*** Records supplied ***

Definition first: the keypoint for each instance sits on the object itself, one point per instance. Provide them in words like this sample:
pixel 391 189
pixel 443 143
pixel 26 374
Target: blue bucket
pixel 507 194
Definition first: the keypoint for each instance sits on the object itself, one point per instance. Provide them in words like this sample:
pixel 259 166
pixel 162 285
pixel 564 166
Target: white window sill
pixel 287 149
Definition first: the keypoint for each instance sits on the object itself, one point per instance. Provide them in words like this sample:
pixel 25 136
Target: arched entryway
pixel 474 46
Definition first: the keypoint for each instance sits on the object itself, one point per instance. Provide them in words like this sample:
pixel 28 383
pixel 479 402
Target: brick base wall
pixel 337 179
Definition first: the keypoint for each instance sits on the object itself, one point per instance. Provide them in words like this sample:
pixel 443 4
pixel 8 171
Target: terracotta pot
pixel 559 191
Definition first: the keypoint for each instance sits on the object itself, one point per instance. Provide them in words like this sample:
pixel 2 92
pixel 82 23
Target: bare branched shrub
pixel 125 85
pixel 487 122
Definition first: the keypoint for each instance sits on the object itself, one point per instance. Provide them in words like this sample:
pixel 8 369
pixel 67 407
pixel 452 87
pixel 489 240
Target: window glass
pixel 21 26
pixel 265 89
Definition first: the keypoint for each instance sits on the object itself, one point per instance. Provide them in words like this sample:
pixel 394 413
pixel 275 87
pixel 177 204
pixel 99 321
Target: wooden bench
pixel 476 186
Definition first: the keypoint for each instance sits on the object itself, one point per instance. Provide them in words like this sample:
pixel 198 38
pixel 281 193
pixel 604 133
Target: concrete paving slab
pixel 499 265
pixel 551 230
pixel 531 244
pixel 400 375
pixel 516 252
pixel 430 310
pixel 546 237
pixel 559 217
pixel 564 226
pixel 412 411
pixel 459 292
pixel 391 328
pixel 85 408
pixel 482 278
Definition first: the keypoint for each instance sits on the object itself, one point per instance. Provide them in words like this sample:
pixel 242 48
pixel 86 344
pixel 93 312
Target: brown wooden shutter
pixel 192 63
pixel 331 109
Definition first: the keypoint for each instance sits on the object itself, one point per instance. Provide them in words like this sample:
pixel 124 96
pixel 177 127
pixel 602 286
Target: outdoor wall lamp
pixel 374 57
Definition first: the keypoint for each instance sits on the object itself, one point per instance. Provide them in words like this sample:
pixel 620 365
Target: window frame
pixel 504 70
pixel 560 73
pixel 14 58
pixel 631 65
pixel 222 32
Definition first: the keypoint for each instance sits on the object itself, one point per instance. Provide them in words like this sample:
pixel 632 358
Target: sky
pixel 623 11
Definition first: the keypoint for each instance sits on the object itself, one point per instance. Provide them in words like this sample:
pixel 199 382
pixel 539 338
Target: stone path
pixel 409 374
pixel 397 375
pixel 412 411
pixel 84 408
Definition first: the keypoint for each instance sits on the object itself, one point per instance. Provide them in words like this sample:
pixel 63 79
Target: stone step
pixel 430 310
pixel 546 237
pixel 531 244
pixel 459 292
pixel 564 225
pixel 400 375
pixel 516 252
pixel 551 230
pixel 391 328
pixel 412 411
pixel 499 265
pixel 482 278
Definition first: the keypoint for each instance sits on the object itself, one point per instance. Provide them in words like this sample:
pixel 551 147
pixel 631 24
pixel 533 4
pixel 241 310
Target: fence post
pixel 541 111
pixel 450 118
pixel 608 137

***

▶ [Activity]
Restate the whole listing exactly.

▶ [Exercise output]
Definition first: the keypoint for each instance sits on the object itself, one point per instance. Provide them in words like this sample:
pixel 391 189
pixel 443 143
pixel 26 374
Target: blue bucket
pixel 507 194
Definition first: the keypoint for each instance sits on the object itself, one point per instance. Provide them in words like this sample:
pixel 259 166
pixel 162 285
pixel 564 166
Target: white window sill
pixel 287 149
Definition first: the keypoint for each instance sits on the object itself, one point per instance. Provide them in words like this sample:
pixel 25 136
Target: arched entryway
pixel 474 46
Definition first: the keypoint for each instance sits on the object itself, one point per instance. Provide them in words like this sample:
pixel 28 383
pixel 479 402
Target: brick base wall
pixel 337 179
Definition first: the keypoint for each instance sits on the object itself, one point per instance. Provide them in words like this sample:
pixel 443 4
pixel 8 171
Target: terracotta pot
pixel 559 191
Definition first: the keypoint for each instance sits on the object itself, one point per instance. Provide them in words like this sample:
pixel 2 92
pixel 82 23
Target: bare branched shrub
pixel 125 85
pixel 487 122
Definition first: the keypoint for each instance sits on the object itself, one point per instance. Provide them in words like this sample:
pixel 8 369
pixel 67 407
pixel 452 87
pixel 489 240
Target: window glass
pixel 21 26
pixel 265 89
Definition first: the keypoint for each instance sits on the object itself, one point per instance. Provide them in words like this sample:
pixel 394 413
pixel 275 87
pixel 177 204
pixel 99 321
Target: wooden bench
pixel 476 186
Definition first: the keypoint for each instance sits on the object itself, one point per instance. Provide them in words like this sample:
pixel 198 38
pixel 281 193
pixel 604 133
Target: concrete paving slab
pixel 499 265
pixel 551 230
pixel 531 244
pixel 400 375
pixel 516 252
pixel 430 310
pixel 546 237
pixel 559 217
pixel 564 226
pixel 412 411
pixel 459 292
pixel 391 328
pixel 85 408
pixel 482 278
Definition first: the keypoint for each instance sits on the object itself, one point per instance. Provide them in words like this sample:
pixel 242 48
pixel 86 344
pixel 93 312
Target: brown wooden shutter
pixel 192 63
pixel 331 109
Definition first: the keypoint for each instance sits on the object itself, one point per instance. Provide them in words like this sample:
pixel 124 96
pixel 177 127
pixel 602 286
Target: outdoor wall lamp
pixel 374 57
Definition first: the keypoint for each instance sits on the object itself, one point per instance. Provide them in words like this sample:
pixel 620 365
Target: window frame
pixel 504 70
pixel 560 73
pixel 14 58
pixel 631 65
pixel 222 32
Definition first: the keypoint for each instance sits on the object itself, one point per instance. Provide them in words like this sample:
pixel 632 358
Target: sky
pixel 623 11
Definition first: the keypoint for each instance sits on the object itself, one point per instance. Provide them in words like this sample:
pixel 199 382
pixel 539 338
Target: stone path
pixel 409 374
pixel 397 375
pixel 412 411
pixel 84 408
Definition first: the keypoint for each instance sits on the object itself, one point per instance. Provide them in words like this sample:
pixel 63 79
Target: stone step
pixel 430 310
pixel 546 237
pixel 531 244
pixel 459 292
pixel 564 225
pixel 400 375
pixel 516 252
pixel 551 230
pixel 391 328
pixel 412 411
pixel 499 265
pixel 482 278
Definition first: the keypoint for each instance sits on the object itself, one point per instance. Provide them in words like this sample:
pixel 551 147
pixel 631 24
pixel 533 4
pixel 241 310
Target: fence post
pixel 541 111
pixel 450 118
pixel 608 137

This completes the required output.